━━━━━ Exercise data ━━━━━

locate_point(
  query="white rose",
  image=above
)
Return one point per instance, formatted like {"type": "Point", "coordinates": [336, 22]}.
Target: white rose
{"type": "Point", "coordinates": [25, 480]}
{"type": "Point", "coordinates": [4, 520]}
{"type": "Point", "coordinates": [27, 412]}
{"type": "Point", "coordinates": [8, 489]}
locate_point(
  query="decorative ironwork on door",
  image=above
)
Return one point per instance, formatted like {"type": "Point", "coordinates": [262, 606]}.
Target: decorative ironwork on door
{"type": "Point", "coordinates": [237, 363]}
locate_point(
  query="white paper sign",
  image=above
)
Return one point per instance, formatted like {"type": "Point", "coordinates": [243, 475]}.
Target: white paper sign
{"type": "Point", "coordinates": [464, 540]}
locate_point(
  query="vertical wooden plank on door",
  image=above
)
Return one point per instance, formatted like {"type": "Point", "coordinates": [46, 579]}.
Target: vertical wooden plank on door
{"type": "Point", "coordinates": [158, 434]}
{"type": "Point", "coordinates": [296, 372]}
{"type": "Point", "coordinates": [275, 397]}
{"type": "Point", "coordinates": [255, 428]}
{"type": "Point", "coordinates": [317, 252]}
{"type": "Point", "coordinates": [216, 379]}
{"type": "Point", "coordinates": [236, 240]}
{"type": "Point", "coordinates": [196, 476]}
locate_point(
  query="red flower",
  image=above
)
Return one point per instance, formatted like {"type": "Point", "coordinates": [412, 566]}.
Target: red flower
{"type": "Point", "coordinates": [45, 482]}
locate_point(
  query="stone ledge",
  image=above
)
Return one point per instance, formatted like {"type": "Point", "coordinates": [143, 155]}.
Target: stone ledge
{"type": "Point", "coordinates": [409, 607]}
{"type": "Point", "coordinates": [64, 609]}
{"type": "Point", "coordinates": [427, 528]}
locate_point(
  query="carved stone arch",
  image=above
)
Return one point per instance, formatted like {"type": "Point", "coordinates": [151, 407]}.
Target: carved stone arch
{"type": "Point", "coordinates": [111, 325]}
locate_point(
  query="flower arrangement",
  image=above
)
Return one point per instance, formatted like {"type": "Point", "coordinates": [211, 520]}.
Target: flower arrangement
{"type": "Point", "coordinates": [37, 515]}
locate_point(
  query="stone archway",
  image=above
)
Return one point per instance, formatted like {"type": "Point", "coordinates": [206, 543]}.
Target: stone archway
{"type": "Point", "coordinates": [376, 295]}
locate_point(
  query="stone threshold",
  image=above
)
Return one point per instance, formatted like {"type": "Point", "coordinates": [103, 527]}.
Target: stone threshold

━━━━━

Make an exact copy of the material above.

**The response:**
locate_point(
  query="white rose",
  image=above
)
Return one point per instance, formatted like {"type": "Point", "coordinates": [336, 22]}.
Target: white rose
{"type": "Point", "coordinates": [25, 480]}
{"type": "Point", "coordinates": [4, 520]}
{"type": "Point", "coordinates": [27, 412]}
{"type": "Point", "coordinates": [8, 489]}
locate_point(
  query="decorative ironwork on door",
  image=above
)
Return one point per instance, formatted like {"type": "Point", "coordinates": [262, 606]}.
Target: decorative ironwork on door
{"type": "Point", "coordinates": [237, 363]}
locate_point(
  query="white paper sign",
  image=above
)
Return one point per instance, formatted like {"type": "Point", "coordinates": [243, 475]}.
Target: white paper sign
{"type": "Point", "coordinates": [464, 540]}
locate_point(
  query="vertical wooden plank on door",
  image=above
)
Return one point per instance, formatted like {"type": "Point", "coordinates": [46, 579]}.
Target: vertical wooden plank on door
{"type": "Point", "coordinates": [158, 434]}
{"type": "Point", "coordinates": [296, 372]}
{"type": "Point", "coordinates": [275, 397]}
{"type": "Point", "coordinates": [255, 428]}
{"type": "Point", "coordinates": [317, 252]}
{"type": "Point", "coordinates": [216, 379]}
{"type": "Point", "coordinates": [236, 240]}
{"type": "Point", "coordinates": [196, 476]}
locate_point(
  query="red flower",
  image=above
)
Return one point per instance, formatted like {"type": "Point", "coordinates": [412, 566]}.
Target: red flower
{"type": "Point", "coordinates": [45, 482]}
locate_point(
  query="stone ledge",
  image=above
)
Return one point per instance, formatted like {"type": "Point", "coordinates": [143, 155]}.
Target: stone ledge
{"type": "Point", "coordinates": [409, 607]}
{"type": "Point", "coordinates": [64, 609]}
{"type": "Point", "coordinates": [427, 528]}
locate_point(
  query="carved stone arch",
  image=above
)
Return one point per instance, formatted like {"type": "Point", "coordinates": [151, 407]}.
Target: carved stone arch
{"type": "Point", "coordinates": [111, 325]}
locate_point(
  query="flower arrangement",
  image=above
)
Return one point per instance, formatted like {"type": "Point", "coordinates": [211, 520]}.
Target: flower arrangement
{"type": "Point", "coordinates": [37, 515]}
locate_point(
  query="stone archway",
  image=above
)
Return one point per instance, formatted like {"type": "Point", "coordinates": [206, 543]}.
Target: stone archway
{"type": "Point", "coordinates": [376, 295]}
locate_point(
  query="stone threshold",
  image=above
)
Return one point per instance, formatted like {"type": "Point", "coordinates": [103, 527]}.
Target: stone threshold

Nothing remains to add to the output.